▶ **Document section**
────────

|“Rosie and Jennie Took a Cat-Nap.”
Harry Whittier Frees, 1915. Public domain.
There’s lots of contradictory advice out there about napping. Who should nap? Who shouldn’t nap? When is a nap a good idea? A bad idea? What’s a good nap length? Let’s take these one at a time.
1. Who should nap?
- Naps are good for children as their developing bodies often need the added rest.
- The elderly often nap, and it’s not a bad idea. They may have multiple health conditions that lead to daytime sleepiness, and they may also be taking numerous medications that cause them to feel drowsy.
- Anyone who is sick with a virus or infection can benefit from napping. The body is working hard at the cellular level to manage healing; sleeping gives the body an added opportunity to repair itself.
- Anyone with a chronic health condition or a serious disease like cancer can benefit from a nap.
- Postoperative patients can benefit from naps while they are in recovery and/or rehabilitation mode.
2. Who shouldn’t nap?
- Don’t get into the habit of napping if you are suffering from insomnia. It seems counterintuitive (“don’t sleep if you can’t sleep?”), but regular napping may actually lead to chronic insomnia. Try to get most of your sleep at night and only nap if you really can’t avoid it.
- If you suffer from depression, taking a nap may not help matters as it may continue to alter already disrupted sleep patterns that arise from the condition or via the pharmaceuticals used to treat depression.
3. When is a nap a good idea?
- If you are unexpectedly drowsy, a quick nap can give you the recharge you need. Often we feel drowsy in the early to mid-afternoon. As long as you don’t oversleep, you can benefit from a nap at this time.
- If you work night or overnight shifts, a nap prior to working can add some sleep to your “bank” so your recovery time afterward can be easier.
- If you have been diagnosed with idiopathic hypersomnia or narcolepsy, planned naps can help offset these conditions. (Please don’t diagnose yourself: get a confirmed diagnosis from a sleep health professional. Excessive daytime sleepiness can be caused by any number of health conditions, many of them not related to sleep.)
4. When is a nap a bad idea?
- If you tend to wake up groggy from naps, then you might not benefit from taking them right before you need to perform tasks that require alertness.

────────

▶ **Listed entries**
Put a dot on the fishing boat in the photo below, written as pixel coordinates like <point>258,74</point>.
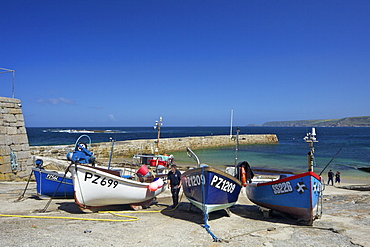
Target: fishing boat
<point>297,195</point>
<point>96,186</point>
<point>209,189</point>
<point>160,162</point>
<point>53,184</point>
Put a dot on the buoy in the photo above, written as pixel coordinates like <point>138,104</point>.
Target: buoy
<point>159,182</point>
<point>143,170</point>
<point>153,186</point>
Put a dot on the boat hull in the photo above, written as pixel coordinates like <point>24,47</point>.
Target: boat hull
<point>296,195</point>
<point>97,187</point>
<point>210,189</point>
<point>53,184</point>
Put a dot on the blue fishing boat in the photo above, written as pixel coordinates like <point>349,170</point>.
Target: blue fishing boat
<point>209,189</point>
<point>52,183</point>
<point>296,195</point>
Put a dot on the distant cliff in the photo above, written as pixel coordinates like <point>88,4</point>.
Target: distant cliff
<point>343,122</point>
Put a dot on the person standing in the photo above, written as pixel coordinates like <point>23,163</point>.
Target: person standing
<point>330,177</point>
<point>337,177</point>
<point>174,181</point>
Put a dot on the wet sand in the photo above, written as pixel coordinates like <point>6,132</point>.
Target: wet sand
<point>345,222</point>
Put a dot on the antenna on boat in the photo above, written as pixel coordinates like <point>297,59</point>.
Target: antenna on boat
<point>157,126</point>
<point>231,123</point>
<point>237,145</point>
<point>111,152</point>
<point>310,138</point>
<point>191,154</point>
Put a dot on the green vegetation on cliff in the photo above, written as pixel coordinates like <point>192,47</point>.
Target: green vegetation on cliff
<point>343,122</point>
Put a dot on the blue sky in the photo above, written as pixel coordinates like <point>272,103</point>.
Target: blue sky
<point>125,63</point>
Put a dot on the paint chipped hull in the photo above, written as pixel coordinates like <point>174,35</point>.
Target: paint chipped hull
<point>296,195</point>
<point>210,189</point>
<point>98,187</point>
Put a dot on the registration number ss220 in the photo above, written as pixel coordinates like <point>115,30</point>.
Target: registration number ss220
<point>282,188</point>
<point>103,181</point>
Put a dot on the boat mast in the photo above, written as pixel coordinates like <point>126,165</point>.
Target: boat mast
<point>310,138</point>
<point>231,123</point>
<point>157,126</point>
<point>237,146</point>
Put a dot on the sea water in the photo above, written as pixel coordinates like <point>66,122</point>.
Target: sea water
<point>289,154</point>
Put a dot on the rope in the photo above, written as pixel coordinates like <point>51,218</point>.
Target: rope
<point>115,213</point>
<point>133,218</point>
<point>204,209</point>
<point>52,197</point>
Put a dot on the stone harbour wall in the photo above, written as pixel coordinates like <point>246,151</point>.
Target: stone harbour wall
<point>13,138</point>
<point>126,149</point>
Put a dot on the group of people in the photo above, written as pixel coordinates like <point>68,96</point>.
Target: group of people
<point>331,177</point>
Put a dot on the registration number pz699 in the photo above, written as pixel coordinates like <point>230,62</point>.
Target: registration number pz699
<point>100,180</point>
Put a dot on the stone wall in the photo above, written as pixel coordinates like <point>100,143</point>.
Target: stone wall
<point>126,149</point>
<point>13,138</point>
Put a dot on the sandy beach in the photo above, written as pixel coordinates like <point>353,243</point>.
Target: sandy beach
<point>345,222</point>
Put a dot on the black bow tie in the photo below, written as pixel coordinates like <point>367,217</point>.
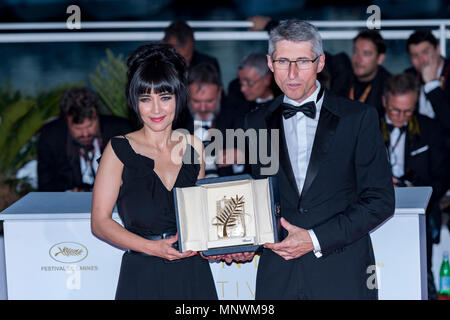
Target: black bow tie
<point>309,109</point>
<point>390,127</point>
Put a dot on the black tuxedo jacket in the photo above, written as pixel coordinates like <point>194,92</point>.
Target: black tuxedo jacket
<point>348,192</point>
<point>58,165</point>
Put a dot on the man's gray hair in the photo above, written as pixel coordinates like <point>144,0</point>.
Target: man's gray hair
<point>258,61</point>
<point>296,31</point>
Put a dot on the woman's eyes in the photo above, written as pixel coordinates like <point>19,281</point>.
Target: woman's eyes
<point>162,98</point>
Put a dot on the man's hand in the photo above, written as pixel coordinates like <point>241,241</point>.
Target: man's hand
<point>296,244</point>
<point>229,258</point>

────────

▶ **Task requirements**
#1 Decide whether each statement agrees with the napping article, answering yes or no and quoting the deciding words. (a) Regular napping may lead to chronic insomnia. (b) People who suspect they have narcolepsy should diagnose it themselves before planning naps. (c) People often feel drowsy in the early to mid-afternoon.
#2 Extend the napping article from its final sentence onward.

▶ **Answers by item**
#1
(a) Yes: "regular napping may actually lead to chronic insomnia."
(b) No: "Please don’t diagnose yourself: get a confirmed diagnosis from a sleep health professional."
(c) Yes: "Often we feel drowsy in the early to mid-afternoon."

#2
- If you have insomnia, you might consider how often you nap, and for how long. Naps, if not absolutely necessary for function or healing, can actually reduce your sleep drive at night and make it harder to fall asleep or to get most of your sleep at night.
- It’s after 3pm. Any naps after this time may very well disrupt your nighttime sleeping patterns.
5. What’s a good nap length?
- Quick naps are best. Ten to 30 minutes should do the trick.
Other things to consider:
- If you use a device for your nighttime sleeping, such as supplemental O2 through a cannula, a PAP mask, nasal strips or an oral device, make sure and enlist these tools for naps, as well. They are yours to use to improve all sleep, not just the sleep you get at night.
- Eating a meal right before a nap could aggravate any heartburn or gastroesophageal reflux disease you may suffer from. You may wish to take a medication for this condition prior to napping.
- Always opt for a nap if you are driving a motor vehicle or operating heavy machinery and find you are extremely drowsy. Do not think you can “power through” extreme fatigue. Your sleep drive is a physiological process which can’t be denied.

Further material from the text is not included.